* PAGE TEXT
____
Results:  The metric unweighted average recall (UAR) has been suggested as a more robust measure of a model’s reliability than true-positive rate (accuracy), particularly in the presence of unbalanced data. To compare the performance of our reduced feature set to the gold standard measures, we trained a model on the full set of ADOS-2 codes (accuracy=90.5%, UAR=0.89) and another model solely on the ADOS-2 total (accuracy=93.1%, UAR=0.92). Our best performing model using only 7 features (the three components of the Non-ASD median centroid and ADOS-2 codes A3, D1, D2, and D5) yielded comparable results (accuracy=92.4%, UAR=0.90), and an even simpler model using just 3 features (Non-ASD median centroid distance) demonstrated respectable results with just 7.3% of the available feature set (accuracy=91.32%, UAR=0.88).
____
* PROMPT 1
Quote the results passage on ADOS-2 models word for word, starting at "Results:  The metric" and ending at "set (accuracy=91.32%, UAR=0.88).".
* PROMPT 2
Extend the passage on ADOS-2 model results past its last sentence.

[Object grounding data in natural language]
____
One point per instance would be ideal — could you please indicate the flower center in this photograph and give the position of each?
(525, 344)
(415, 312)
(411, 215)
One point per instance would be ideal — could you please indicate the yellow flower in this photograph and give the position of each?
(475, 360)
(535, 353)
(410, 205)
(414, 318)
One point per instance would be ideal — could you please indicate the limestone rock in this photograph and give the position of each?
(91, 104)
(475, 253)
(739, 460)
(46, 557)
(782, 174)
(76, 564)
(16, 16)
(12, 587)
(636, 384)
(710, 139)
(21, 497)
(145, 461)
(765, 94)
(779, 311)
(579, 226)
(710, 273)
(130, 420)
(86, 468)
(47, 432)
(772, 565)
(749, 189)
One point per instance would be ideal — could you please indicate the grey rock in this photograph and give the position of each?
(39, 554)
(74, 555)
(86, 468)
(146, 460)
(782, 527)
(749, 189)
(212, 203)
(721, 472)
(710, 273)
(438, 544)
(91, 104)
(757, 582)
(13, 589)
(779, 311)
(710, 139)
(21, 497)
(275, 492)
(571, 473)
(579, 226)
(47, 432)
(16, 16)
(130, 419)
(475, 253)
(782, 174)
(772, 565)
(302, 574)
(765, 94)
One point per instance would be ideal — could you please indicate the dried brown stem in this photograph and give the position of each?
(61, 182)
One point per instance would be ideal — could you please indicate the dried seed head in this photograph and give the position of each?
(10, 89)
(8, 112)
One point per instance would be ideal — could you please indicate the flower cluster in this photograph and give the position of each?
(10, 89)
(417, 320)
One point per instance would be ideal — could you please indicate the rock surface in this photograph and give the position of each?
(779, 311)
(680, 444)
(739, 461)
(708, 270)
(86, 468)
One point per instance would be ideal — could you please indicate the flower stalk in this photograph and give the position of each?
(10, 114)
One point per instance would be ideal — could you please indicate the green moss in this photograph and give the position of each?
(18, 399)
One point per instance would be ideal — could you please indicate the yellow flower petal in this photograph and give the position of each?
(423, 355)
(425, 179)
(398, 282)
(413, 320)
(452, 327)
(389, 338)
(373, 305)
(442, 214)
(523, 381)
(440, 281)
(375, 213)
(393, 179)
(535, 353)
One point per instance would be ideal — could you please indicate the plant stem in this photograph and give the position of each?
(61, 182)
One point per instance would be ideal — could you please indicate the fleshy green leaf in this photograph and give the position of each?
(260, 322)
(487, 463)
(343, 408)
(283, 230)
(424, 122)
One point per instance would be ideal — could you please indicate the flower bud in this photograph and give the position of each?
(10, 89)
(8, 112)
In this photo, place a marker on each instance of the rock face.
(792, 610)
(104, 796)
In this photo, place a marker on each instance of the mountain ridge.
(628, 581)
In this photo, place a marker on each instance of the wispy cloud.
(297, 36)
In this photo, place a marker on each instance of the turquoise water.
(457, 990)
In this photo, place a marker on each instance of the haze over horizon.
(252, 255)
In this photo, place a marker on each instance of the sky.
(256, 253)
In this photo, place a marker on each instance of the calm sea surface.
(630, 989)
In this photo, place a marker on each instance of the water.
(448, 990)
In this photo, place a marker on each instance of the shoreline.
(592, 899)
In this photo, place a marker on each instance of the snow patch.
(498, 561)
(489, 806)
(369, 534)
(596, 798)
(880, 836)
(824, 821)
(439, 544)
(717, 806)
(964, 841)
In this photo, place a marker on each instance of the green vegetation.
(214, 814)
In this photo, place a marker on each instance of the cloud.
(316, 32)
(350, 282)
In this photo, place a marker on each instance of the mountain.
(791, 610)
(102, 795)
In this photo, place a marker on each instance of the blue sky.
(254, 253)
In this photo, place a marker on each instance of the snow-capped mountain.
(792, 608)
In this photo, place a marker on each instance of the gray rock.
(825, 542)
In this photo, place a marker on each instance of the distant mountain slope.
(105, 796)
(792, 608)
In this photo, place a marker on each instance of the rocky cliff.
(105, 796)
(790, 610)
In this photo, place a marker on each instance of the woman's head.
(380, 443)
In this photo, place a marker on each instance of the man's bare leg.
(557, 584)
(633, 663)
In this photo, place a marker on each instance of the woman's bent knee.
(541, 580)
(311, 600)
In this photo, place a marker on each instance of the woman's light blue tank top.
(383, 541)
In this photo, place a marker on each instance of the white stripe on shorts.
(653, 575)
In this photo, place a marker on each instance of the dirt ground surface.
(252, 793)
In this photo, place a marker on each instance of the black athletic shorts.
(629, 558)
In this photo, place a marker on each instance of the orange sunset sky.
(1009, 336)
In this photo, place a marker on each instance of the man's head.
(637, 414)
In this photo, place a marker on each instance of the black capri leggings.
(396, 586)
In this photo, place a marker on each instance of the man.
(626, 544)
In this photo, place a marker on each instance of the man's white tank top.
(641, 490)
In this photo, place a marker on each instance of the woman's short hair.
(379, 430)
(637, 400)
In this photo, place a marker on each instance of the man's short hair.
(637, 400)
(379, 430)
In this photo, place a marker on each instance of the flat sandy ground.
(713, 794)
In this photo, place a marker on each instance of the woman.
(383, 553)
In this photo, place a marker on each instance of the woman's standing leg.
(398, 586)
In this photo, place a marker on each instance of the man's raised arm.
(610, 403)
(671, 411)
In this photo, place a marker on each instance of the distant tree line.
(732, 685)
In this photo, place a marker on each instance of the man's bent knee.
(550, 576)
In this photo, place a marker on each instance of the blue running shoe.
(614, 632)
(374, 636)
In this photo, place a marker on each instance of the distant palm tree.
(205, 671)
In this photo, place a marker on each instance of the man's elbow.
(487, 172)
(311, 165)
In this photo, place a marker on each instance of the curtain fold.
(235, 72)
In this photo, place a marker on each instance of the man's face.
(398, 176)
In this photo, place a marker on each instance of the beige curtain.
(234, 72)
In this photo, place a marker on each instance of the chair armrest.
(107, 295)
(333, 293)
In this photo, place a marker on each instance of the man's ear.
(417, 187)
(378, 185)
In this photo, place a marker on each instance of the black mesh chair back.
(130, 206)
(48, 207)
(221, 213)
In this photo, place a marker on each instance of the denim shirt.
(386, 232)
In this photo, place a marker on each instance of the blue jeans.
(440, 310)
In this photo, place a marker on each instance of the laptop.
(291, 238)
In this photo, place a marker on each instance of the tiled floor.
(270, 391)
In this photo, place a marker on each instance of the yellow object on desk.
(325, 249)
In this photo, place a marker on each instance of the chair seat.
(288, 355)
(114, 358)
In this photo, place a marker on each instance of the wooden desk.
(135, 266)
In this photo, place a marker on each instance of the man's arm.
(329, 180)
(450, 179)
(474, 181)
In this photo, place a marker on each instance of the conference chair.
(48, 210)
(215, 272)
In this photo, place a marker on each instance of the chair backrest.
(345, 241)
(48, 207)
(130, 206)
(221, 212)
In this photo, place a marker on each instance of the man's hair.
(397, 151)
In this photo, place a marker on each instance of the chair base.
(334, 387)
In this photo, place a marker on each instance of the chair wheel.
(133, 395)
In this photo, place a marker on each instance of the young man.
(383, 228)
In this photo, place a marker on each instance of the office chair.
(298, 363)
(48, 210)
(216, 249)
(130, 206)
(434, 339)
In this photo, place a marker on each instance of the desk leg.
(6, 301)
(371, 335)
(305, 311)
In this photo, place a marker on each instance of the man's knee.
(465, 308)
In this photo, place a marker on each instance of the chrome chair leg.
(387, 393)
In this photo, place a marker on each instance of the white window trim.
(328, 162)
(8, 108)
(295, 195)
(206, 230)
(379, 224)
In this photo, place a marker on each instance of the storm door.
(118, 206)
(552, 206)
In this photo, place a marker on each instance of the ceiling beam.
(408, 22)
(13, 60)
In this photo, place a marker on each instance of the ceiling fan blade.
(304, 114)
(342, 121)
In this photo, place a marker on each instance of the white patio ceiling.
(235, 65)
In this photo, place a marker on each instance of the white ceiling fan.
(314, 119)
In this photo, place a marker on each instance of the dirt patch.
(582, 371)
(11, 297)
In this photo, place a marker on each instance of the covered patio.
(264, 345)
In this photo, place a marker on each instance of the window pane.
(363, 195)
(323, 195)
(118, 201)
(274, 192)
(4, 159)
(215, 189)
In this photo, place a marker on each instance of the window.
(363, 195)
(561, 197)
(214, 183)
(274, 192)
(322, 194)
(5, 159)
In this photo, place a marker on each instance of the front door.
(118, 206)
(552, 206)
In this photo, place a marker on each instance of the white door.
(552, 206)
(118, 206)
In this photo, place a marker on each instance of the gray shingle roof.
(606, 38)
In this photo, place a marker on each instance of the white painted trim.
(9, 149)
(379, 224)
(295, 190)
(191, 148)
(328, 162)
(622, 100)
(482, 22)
____
* YOUR RESPONSE 1
Results:  The metric unweighted average recall (UAR) has been suggested as a more robust measure of a model’s reliability than true-positive rate (accuracy), particularly in the presence of unbalanced data. To compare the performance of our reduced feature set to the gold standard measures, we trained a model on the full set of ADOS-2 codes (accuracy=90.5%, UAR=0.89) and another model solely on the ADOS-2 total (accuracy=93.1%, UAR=0.92). Our best performing model using only 7 features (the three components of the Non-ASD median centroid and ADOS-2 codes A3, D1, D2, and D5) yielded comparable results (accuracy=92.4%, UAR=0.90), and an even simpler model using just 3 features (Non-ASD median centroid distance) demonstrated respectable results with just 7.3% of the available feature set (accuracy=91.32%, UAR=0.88).

* YOUR RESPONSE 2
Conclusions:  Using the principles of feature engineering, we demonstrated that some composite feature (e.g., distance to Non-ASD median centroid) outperformed their component features in predicting best-estimate clinical diagnosis. Moreover, we showed that a small subset of ADOS-2 codes had comparable prediction power to the full set of codes, as well as to the ADOS-2 total score. These findings support the claim that a simplified clinical diagnostic tool may be used to facilitate faster turnaround times for clinicians, patients, and their families.